* PROBLEMS AND TASKS:
1 > Repeat the Gaza hospital article from "The American field" to "supervision, sources said.", keeping every word unchanged.
2 > Pick up the article on the new Gaza hospital after its final sentence and continue it.

* EXCERPT PROVIDED:

Secrecy around new Gaza hospital has Palestinians worried

Former US field hospital is being set up without consulting Hamas or Palestinian Authority

The Erez border crossing into Gaza, seen here from the Palestinian side, where Israel wants to establish a new hospital with Qatari funding. AFP
The Erez border crossing into Gaza, seen here from the Palestinian side, where Israel wants to establish a new hospital with Qatari funding. AFP

Israel last week allowed the entry of medical and building equipment into the blockaded Gaza Strip for an advanced hospital to be set up with no Palestinian consultation.

The American field hospital was previously erected in Syria, news outlet Al Monitor reported.

It is being set up over four hectares in the Palestinian enclave as part of a truce agreement between Hamas and Israel, with Qatari funding and under Qatari supervision, sources said.

Gaza’s healthcare system has suffered along with other public services under Israel’s blockade and is in need of assistance.

But the exclusion of Palestinian officials from its planning, the decision to build it near the Israeli border and the conditions under which it will operate have raised concerns.

Stored data entries:
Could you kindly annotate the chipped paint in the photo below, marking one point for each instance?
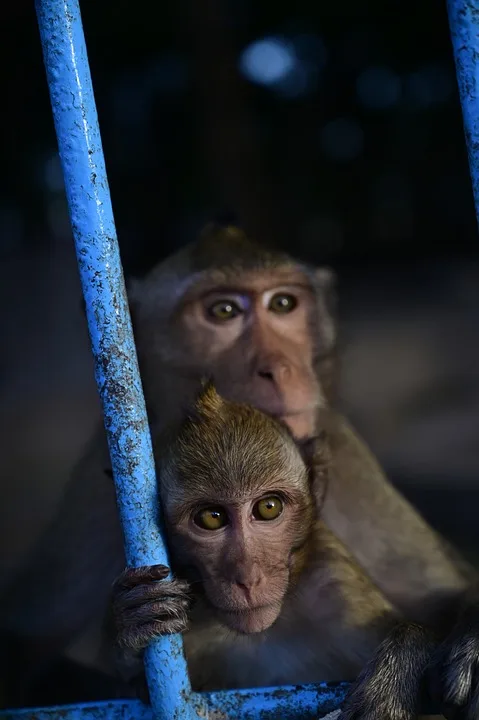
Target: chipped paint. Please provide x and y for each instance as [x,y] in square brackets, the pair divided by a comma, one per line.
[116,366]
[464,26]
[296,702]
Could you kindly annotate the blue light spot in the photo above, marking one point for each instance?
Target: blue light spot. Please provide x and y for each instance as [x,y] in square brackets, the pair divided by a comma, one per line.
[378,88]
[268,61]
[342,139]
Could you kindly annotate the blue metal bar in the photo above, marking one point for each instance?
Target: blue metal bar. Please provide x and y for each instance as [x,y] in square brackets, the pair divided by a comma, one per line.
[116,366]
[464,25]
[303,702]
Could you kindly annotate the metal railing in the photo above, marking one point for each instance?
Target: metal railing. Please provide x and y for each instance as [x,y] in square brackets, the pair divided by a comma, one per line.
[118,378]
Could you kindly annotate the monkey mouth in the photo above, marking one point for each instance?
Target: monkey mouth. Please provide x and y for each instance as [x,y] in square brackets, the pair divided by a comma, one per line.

* RESULTS OF THE TASKS:
1 >
The American field hospital was previously erected in Syria, news outlet Al Monitor reported.

It is being set up over four hectares in the Palestinian enclave as part of a truce agreement between Hamas and Israel, with Qatari funding and under Qatari supervision, sources said.

2 >
The Palestinian Authority in the West Bank questioned the motives behind the hospital, while Gazans are wondering why it will be in the north when the real need for medical care is in southern Gaza.

"There are already enough advanced hospitals in northern Gaza, from Al Awda hospital to the Indonesian hospital to Sheikh Hamad hospital and many others," said Issa Ahmed, a social worker from the southern city of Rafah.

"Why would they build another one there?"

Wael Abu Omer, an official from the Hamas group that rules Gaza, the location was decided by Israel, the US and Qatar.

"For more than five years there has been great popular and official pressure to build such a hospital in Rafah, home to more than 250,000 people without a single decent hospital," Mr Abu Omer said.

"However, at Israel's and the [US] insistence, it will be built in the north instead."

An Israeli security source said in July that Israel wanted the hospital at an "arm's length" from the northern perimeter fence near the Israeli-controlled Erez crossing.

He said that would allow Israel to closely monitor "who is working there and who the patients are in the wards”, with troops stationed on nearby watchtowers.

Israeli soldiers fired warning shots at people who approached the building site last week, even though it stands on Gazan territory.

Hassan Ismael, one of the journalists present, said only officials from the Qatari committee for the construction of Gaza were allowed into the site.

The hospital will be independent from Gaza's health department, with some co-ordination through a third party that has not yet been decided, an official from the territory's Health Ministry told The National.

"It will be staffed with an international medical team that won't be supervised or controlled by Hamas or the PA,” the official said.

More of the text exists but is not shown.